PROBLEM TO SOLVE >>
Reproduce the material word for word from its beginning through the line holding "[0,162,1280,850]", including that line. Leave the pictures out.

Stored data entries:
/---
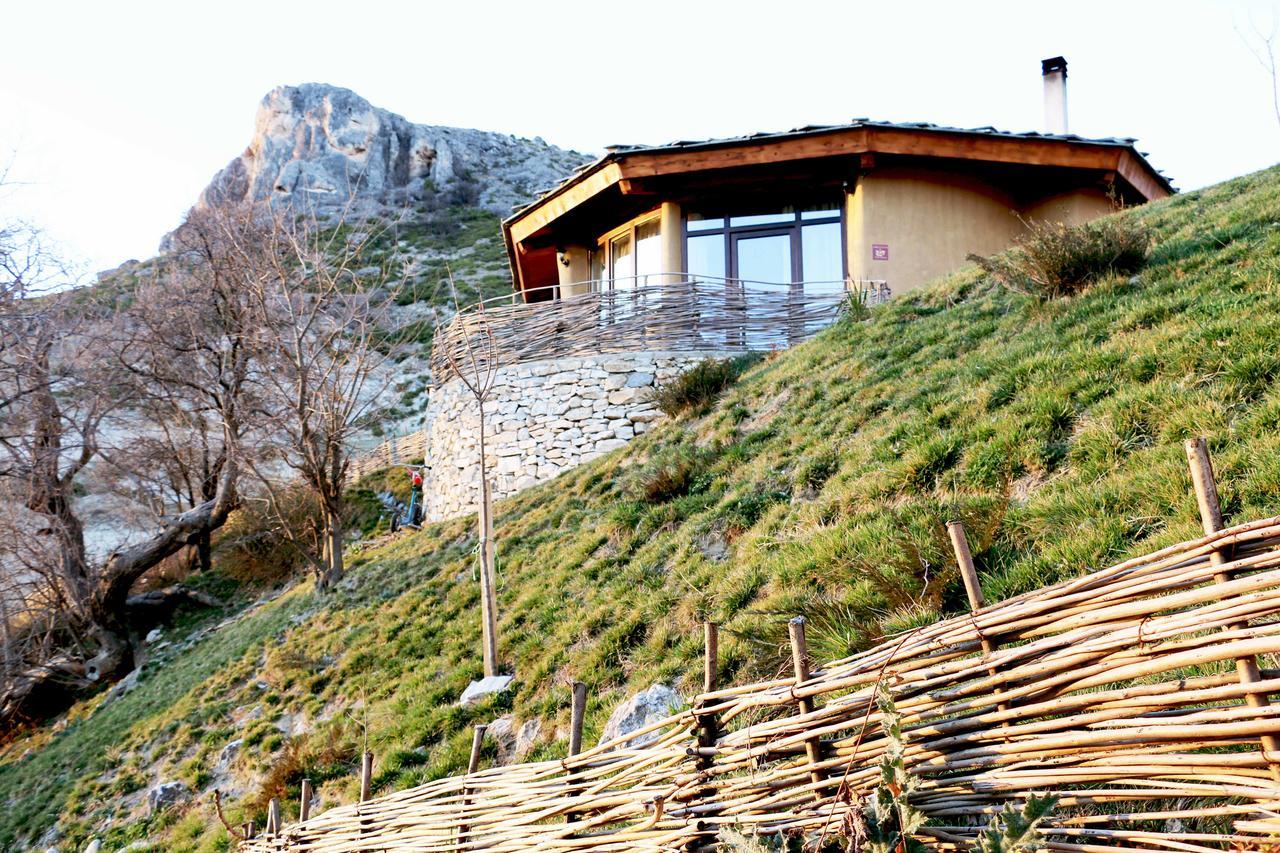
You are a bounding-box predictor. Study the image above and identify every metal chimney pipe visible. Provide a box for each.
[1041,56,1066,134]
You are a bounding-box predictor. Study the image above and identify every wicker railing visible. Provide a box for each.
[431,274,890,384]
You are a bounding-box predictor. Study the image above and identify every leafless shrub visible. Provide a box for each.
[969,218,1151,300]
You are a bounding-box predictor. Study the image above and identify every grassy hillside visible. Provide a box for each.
[0,162,1280,850]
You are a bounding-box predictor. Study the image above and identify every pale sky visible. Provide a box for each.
[0,0,1280,270]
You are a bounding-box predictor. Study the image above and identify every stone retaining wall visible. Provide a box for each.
[424,352,707,521]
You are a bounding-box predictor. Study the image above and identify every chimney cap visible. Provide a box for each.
[1041,56,1066,77]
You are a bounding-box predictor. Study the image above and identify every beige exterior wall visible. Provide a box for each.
[658,201,685,273]
[846,168,1023,295]
[1023,187,1115,225]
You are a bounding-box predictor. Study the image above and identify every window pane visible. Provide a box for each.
[685,234,724,278]
[800,222,845,293]
[636,219,662,284]
[800,201,840,219]
[728,209,796,227]
[686,213,724,232]
[609,234,636,288]
[735,234,791,284]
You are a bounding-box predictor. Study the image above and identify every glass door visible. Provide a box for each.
[730,228,797,348]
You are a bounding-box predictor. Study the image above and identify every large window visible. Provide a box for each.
[591,215,662,321]
[591,216,662,291]
[685,202,845,348]
[685,202,845,292]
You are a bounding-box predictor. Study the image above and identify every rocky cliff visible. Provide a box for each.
[189,83,588,222]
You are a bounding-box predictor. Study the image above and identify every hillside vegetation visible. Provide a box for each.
[0,163,1280,853]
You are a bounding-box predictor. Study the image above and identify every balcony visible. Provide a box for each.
[431,274,890,386]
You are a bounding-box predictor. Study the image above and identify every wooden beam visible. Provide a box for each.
[511,163,622,243]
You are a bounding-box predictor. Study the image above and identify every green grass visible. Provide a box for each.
[0,163,1280,850]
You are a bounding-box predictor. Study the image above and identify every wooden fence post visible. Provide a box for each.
[703,621,719,693]
[360,752,374,803]
[564,681,586,824]
[787,616,823,799]
[480,471,498,678]
[458,725,489,847]
[1185,437,1280,781]
[947,521,1009,711]
[568,681,586,756]
[467,725,489,776]
[298,779,311,824]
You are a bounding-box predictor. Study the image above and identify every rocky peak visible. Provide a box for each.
[189,83,588,215]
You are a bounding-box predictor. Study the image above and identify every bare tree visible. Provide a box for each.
[445,273,498,678]
[1235,12,1280,131]
[0,201,257,720]
[243,202,410,590]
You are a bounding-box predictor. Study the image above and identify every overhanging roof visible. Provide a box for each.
[502,119,1175,261]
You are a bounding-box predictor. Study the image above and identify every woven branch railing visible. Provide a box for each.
[347,429,428,482]
[241,507,1280,853]
[431,275,888,386]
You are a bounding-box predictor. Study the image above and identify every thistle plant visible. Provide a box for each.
[974,794,1057,853]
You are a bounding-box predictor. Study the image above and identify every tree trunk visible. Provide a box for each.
[316,508,344,592]
[196,530,214,573]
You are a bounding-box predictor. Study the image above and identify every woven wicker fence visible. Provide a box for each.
[431,275,888,384]
[241,440,1280,853]
[347,429,428,482]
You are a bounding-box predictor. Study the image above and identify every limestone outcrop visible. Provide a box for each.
[174,83,588,235]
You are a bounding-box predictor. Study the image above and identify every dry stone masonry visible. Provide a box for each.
[424,352,707,521]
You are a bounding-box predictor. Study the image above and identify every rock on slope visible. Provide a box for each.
[189,83,586,215]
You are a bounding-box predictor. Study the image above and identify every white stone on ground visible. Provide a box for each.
[600,684,685,747]
[458,675,516,708]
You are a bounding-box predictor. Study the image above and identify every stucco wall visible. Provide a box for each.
[424,352,707,521]
[846,168,1023,295]
[845,168,1112,295]
[1023,187,1115,225]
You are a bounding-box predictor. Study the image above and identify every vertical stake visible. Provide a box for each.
[568,681,586,756]
[787,616,823,799]
[1184,435,1280,781]
[458,725,489,847]
[467,726,489,776]
[947,521,1009,725]
[298,779,311,824]
[564,681,586,824]
[480,471,498,678]
[360,752,374,803]
[703,621,719,693]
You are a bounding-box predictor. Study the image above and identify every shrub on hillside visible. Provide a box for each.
[969,218,1151,300]
[214,487,320,584]
[654,356,756,418]
[623,447,712,503]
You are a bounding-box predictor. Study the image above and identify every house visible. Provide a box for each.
[425,56,1172,520]
[503,56,1172,302]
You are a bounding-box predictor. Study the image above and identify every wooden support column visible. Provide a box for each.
[480,473,498,678]
[787,616,823,799]
[1185,437,1280,781]
[298,779,311,824]
[947,521,1009,711]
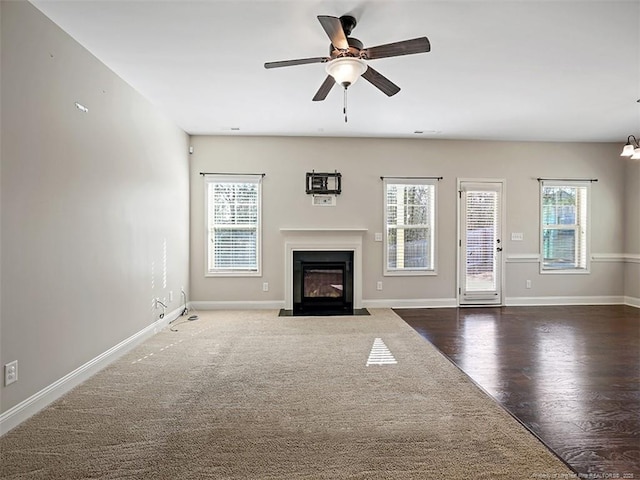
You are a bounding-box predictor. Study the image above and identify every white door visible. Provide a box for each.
[458,180,502,305]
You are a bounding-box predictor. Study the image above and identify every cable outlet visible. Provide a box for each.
[4,360,18,387]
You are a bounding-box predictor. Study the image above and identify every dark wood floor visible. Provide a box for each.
[395,306,640,479]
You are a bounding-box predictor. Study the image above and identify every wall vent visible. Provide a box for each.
[311,195,337,207]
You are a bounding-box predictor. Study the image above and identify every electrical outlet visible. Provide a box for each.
[4,360,18,387]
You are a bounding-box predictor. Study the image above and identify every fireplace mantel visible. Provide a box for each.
[280,227,367,310]
[280,227,368,235]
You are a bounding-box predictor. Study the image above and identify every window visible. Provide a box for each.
[540,180,591,273]
[205,175,262,276]
[384,178,436,275]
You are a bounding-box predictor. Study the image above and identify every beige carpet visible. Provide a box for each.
[0,309,575,480]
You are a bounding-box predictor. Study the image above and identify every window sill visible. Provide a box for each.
[204,270,262,278]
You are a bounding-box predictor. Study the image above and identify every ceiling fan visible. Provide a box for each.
[264,15,431,121]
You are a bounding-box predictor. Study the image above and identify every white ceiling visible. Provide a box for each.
[32,0,640,142]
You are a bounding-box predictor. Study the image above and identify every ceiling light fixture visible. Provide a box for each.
[325,57,369,123]
[326,57,367,89]
[620,135,640,160]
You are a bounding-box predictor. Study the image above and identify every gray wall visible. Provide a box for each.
[0,1,189,412]
[625,159,640,300]
[190,136,640,306]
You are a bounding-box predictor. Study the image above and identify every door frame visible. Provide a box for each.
[456,177,507,307]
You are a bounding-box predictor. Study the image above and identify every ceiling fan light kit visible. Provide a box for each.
[325,57,367,88]
[620,135,640,160]
[264,15,431,122]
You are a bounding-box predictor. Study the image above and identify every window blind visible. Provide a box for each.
[205,175,262,274]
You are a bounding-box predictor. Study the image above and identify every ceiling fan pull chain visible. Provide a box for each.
[342,87,347,123]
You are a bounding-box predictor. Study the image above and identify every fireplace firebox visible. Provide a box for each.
[293,250,353,315]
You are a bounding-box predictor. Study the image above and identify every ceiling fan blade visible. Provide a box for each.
[318,15,349,50]
[313,75,336,102]
[362,67,400,97]
[264,57,331,68]
[362,37,431,60]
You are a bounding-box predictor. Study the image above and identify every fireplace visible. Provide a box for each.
[292,250,353,315]
[280,227,368,315]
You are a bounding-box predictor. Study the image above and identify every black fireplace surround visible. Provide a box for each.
[293,250,353,315]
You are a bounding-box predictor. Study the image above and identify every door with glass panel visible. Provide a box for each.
[458,181,502,306]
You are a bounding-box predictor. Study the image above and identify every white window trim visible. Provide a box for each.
[203,174,262,277]
[539,180,592,275]
[382,177,438,277]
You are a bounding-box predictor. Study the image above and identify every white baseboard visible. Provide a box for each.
[362,298,458,308]
[624,295,640,308]
[189,300,284,310]
[504,295,626,307]
[0,307,182,436]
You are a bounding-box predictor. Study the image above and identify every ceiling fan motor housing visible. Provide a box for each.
[340,15,358,37]
[329,37,364,58]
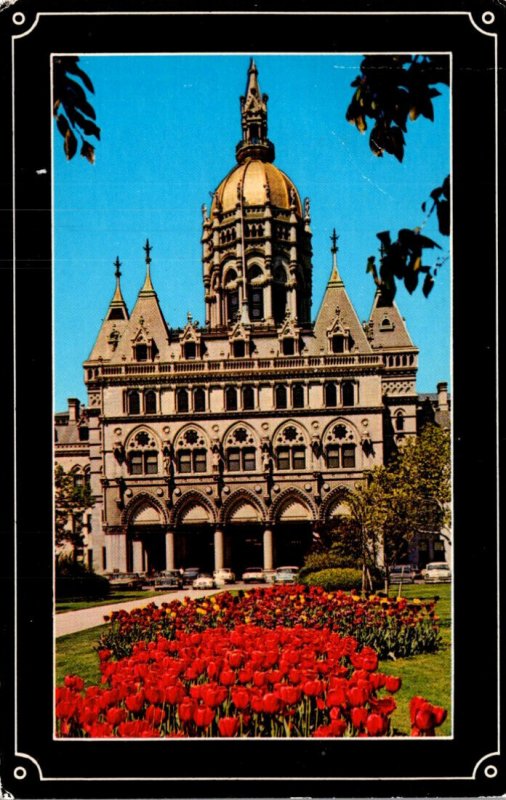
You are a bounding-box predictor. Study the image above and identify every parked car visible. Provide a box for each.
[105,572,143,589]
[423,561,452,583]
[213,567,235,586]
[242,567,264,583]
[262,569,276,583]
[389,564,416,583]
[183,567,200,586]
[274,567,299,584]
[192,572,214,589]
[152,569,183,592]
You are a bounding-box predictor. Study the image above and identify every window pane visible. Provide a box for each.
[193,389,206,411]
[325,383,337,408]
[193,450,207,472]
[242,448,256,472]
[342,381,355,406]
[343,445,355,468]
[225,386,237,411]
[327,446,339,469]
[144,453,158,475]
[234,341,246,358]
[276,386,286,408]
[135,344,148,361]
[242,386,255,411]
[178,450,192,472]
[292,383,304,408]
[184,342,197,358]
[283,339,295,356]
[277,447,290,469]
[177,389,188,412]
[130,453,142,475]
[227,449,241,472]
[128,392,141,414]
[144,392,156,414]
[292,447,306,469]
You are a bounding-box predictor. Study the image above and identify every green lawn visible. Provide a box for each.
[380,584,452,736]
[56,589,160,614]
[56,584,451,736]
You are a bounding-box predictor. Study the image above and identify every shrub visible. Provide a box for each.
[56,558,110,600]
[303,567,362,592]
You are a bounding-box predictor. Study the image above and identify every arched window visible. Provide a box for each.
[276,384,287,408]
[225,386,237,411]
[193,389,206,411]
[128,391,141,414]
[325,422,356,469]
[175,428,207,473]
[144,391,156,414]
[242,386,255,411]
[176,389,189,413]
[341,381,355,406]
[324,383,337,408]
[225,426,256,472]
[292,383,304,408]
[227,289,239,322]
[275,425,306,471]
[395,411,404,431]
[248,286,264,322]
[127,431,158,475]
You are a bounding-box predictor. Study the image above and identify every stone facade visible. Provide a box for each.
[56,62,442,573]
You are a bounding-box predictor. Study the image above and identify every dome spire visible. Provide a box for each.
[236,58,274,163]
[140,239,155,294]
[329,228,344,286]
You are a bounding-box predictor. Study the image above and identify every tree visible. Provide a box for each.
[346,55,450,304]
[53,56,100,164]
[368,424,451,586]
[54,464,94,559]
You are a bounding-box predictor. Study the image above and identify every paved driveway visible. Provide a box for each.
[54,583,265,638]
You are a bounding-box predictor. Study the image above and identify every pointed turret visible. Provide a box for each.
[236,58,274,164]
[368,289,414,350]
[116,240,170,362]
[314,230,371,353]
[85,257,128,361]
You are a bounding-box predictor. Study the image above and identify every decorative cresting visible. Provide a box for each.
[218,489,267,525]
[322,417,362,470]
[170,489,217,526]
[202,61,312,330]
[268,486,318,524]
[121,492,169,527]
[319,486,351,523]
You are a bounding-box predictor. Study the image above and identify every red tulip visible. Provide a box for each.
[366,713,388,736]
[218,717,239,736]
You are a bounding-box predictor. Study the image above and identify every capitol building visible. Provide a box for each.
[55,61,448,574]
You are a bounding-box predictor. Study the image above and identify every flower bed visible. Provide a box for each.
[100,586,441,658]
[56,624,446,738]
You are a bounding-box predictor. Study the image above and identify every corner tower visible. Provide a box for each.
[202,59,312,330]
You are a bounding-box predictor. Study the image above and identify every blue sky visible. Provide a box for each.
[53,53,451,410]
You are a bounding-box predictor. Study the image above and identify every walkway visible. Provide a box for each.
[54,586,219,638]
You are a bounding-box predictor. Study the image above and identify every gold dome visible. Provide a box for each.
[211,159,302,216]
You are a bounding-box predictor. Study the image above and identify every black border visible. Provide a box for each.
[0,0,506,797]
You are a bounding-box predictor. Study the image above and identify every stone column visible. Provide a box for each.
[118,531,127,572]
[132,539,144,572]
[214,528,224,569]
[264,528,274,569]
[165,531,175,569]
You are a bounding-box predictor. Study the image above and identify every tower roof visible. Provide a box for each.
[369,289,414,349]
[236,59,274,163]
[89,257,129,361]
[314,231,371,353]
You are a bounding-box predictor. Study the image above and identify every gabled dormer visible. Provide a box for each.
[179,312,202,359]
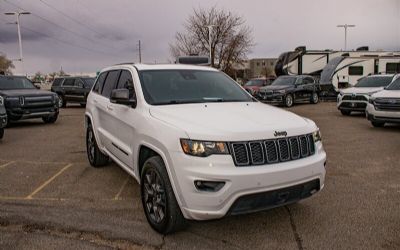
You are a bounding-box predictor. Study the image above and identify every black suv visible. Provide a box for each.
[0,96,7,139]
[51,77,94,108]
[0,76,58,123]
[257,75,320,107]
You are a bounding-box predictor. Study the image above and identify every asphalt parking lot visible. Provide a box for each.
[0,102,400,249]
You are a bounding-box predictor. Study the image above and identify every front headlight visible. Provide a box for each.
[313,129,322,142]
[181,139,229,157]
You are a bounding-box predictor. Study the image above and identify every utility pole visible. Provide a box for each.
[4,11,31,73]
[336,23,356,51]
[206,24,215,66]
[139,40,142,63]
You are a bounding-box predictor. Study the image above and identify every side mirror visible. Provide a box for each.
[110,89,136,108]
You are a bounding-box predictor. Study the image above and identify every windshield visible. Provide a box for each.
[0,76,35,90]
[272,76,297,86]
[244,80,265,87]
[139,70,253,105]
[386,78,400,90]
[83,78,94,87]
[354,76,393,88]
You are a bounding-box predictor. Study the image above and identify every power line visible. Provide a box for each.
[40,0,103,36]
[0,18,115,56]
[3,0,117,51]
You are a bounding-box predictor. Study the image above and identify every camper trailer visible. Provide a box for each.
[275,46,393,78]
[320,55,400,92]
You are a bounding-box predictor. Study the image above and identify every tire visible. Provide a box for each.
[371,121,385,128]
[310,92,319,104]
[58,95,67,108]
[86,123,109,168]
[340,109,351,116]
[140,156,187,235]
[42,113,58,123]
[284,94,294,108]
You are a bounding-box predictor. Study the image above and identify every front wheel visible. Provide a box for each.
[310,92,319,104]
[285,94,294,108]
[140,156,187,234]
[42,113,58,123]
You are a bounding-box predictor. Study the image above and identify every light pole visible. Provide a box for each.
[336,23,356,51]
[206,24,216,66]
[4,11,31,73]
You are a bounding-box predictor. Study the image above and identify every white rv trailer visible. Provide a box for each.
[275,46,400,78]
[320,52,400,92]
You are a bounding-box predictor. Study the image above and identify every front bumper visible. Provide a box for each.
[0,115,7,128]
[171,143,326,220]
[365,103,400,123]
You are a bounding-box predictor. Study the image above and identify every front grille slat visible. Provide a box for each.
[230,134,315,167]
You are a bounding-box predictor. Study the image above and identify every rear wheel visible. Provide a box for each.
[371,121,385,128]
[285,94,294,108]
[86,123,109,168]
[310,92,319,104]
[42,113,58,123]
[340,109,351,115]
[141,156,187,234]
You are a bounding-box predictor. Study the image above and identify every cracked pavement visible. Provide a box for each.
[0,102,400,249]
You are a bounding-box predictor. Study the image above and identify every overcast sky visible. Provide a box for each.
[0,0,400,74]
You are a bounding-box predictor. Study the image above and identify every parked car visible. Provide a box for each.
[0,75,58,123]
[366,78,400,127]
[0,96,7,139]
[85,64,326,234]
[243,77,275,96]
[337,74,399,115]
[258,75,320,107]
[51,77,95,108]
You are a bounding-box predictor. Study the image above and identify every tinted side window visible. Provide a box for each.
[93,72,108,93]
[63,78,75,87]
[349,66,364,76]
[53,78,63,87]
[117,70,135,98]
[101,70,120,98]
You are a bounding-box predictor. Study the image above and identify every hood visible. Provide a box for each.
[150,102,316,142]
[372,90,400,99]
[340,87,383,95]
[261,85,292,91]
[0,89,54,97]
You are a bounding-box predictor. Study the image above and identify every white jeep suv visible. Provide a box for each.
[337,74,397,115]
[366,78,400,127]
[86,64,326,234]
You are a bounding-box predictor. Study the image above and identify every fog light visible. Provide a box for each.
[194,180,225,192]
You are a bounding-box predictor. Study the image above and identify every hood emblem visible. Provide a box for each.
[274,131,287,137]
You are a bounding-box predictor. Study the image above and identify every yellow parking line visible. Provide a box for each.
[113,176,129,201]
[0,161,15,169]
[25,164,73,200]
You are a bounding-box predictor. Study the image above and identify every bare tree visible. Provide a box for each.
[170,7,253,74]
[0,53,15,75]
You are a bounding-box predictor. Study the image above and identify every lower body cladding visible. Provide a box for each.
[0,114,7,128]
[337,101,367,112]
[365,104,400,123]
[167,142,326,220]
\---
SOLUTION FOR THIS TASK >>
You are a bounding-box predictor. Study the image above and identify every metal chimney pipe visible. Provide a box for each.
[1041,56,1066,134]
You are a bounding-box predictor. Study the image above and identify every wicker railing visible. Provide a box for each.
[431,274,890,384]
You are a bounding-box predictor. Study the image above and identify every leafless shrub visible. Provide a box for each.
[969,218,1151,300]
You are a bounding-box predictor. Study the image above and identify every grassy hillside visible. Provide a box for each.
[0,162,1280,850]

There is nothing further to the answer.